Required actions >>
• A. Decide whether each statement agrees with the message on bytecode design: (i) branches are allowed to leave the current bytecode segment; (ii) jumps may go anywhere; (iii) all destinations must be marked in the bytecode metadata segment. Answer yes or no for each, and quote the deciding words of the message.
• B. Rewrite the part of the message on bytecode design starting at "First, the branch" and ending at "transfer across boundaries.", renaming "branch opcodes" to "branch instructions".

At 03:00 PM 1/22/2003 -0500, you wrote:
Okay, since this has all come up, here's the scoop from a design perspective.

First, the branch opcodes (branch, bsr, and the conditionals) are all meant for movement within a segment of bytecode. They are *not* supposed to leave a segment. To do so was arguably a bad idea, now it's officially an error. If you need to do so, branch to an op that can transfer across boundaries.

Design Edict #1: Branches, which is any transfer of control that takes an offset, may *not* escape the current bytecode segment.
Seems reasonable. Especially when they bytecode loader may not guarantee the relative placement of segments (think mmap()). Although,
all this would seem to suggest that we'd need/want a special-purpose allocator for bytecode segments, since every sub has to fit within precisely
one segment (and I know _I'd_ like to keep bytecode segments on their own memory pages, to e.g. maximize sharing on fork()).

Next, jumps. Jumps take absolute addresses, so either need fixup at load time (blech), are only valid in dynamically generated code (okay, but limiting), or can only jump to values in registers (that's fine). Jumps aren't a problem in general.
Fixups aren't so bad if we make the jump opcode itself take an index into a table of fixups (thus letting the bytecode stream stay read-only). Register jumps
are dangerous, since parrot can't control what the user code loads into the register (while we can theoretically protect the fixup table from anything short of
native code).

Design Edict #2: Jumps may go anywhere.

Destinations. These are a pain, since if we can go anywhere then the JIT has to do all sorts of nasty and unpleasant things to compensate, and to make every op a valid destination. Yuck.

Design Edict #3: All destinations *must* be marked as such in the bytecode metadata segment. (I am officially nervous about this, as I can see a number of ways to subvert this for evil)
Marked destinations are very important; as for evil subversion, how about just saying "untrusted code only gets pure interpretation, and the untrusting interpreter bounds-checks everything"?

Supplied material >>

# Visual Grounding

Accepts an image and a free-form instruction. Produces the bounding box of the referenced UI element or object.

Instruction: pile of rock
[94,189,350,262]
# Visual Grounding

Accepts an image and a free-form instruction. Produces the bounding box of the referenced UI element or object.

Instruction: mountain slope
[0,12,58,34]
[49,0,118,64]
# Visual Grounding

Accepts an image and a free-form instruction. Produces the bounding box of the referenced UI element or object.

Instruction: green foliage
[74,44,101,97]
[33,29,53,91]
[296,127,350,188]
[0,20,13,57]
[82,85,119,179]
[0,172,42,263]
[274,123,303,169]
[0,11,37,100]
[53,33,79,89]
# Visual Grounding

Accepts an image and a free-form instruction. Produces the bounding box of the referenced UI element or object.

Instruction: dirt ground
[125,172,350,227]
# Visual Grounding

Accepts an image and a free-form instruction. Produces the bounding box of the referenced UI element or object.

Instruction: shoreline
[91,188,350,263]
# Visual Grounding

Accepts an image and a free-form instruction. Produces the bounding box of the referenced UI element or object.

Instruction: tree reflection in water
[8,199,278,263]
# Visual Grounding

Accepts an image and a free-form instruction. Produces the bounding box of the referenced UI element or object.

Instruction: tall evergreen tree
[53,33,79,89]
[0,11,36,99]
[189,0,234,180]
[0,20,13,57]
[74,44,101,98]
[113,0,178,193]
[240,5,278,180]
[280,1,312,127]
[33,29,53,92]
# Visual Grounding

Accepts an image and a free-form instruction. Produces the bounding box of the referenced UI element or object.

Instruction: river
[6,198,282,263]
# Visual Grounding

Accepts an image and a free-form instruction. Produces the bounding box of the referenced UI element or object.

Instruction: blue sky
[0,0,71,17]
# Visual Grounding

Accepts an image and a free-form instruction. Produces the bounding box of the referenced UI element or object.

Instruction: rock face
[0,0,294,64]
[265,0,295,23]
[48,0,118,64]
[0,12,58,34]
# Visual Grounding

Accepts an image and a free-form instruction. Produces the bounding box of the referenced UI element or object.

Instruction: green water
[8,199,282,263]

Response list >>
• A.
(i) No: "Branches, which is any transfer of control that takes an offset, may *not* escape the current bytecode segment."
(ii) Yes: "Jumps may go anywhere."
(iii) Yes: "All destinations *must* be marked as such in the bytecode metadata segment."

• B.
First, the branch instructions (branch, bsr, and the conditionals) are all meant for movement within a segment of bytecode. They are *not* supposed to leave a segment. To do so was arguably a bad idea, now it's officially an error. If you need to do so, branch to an op that can transfer across boundaries.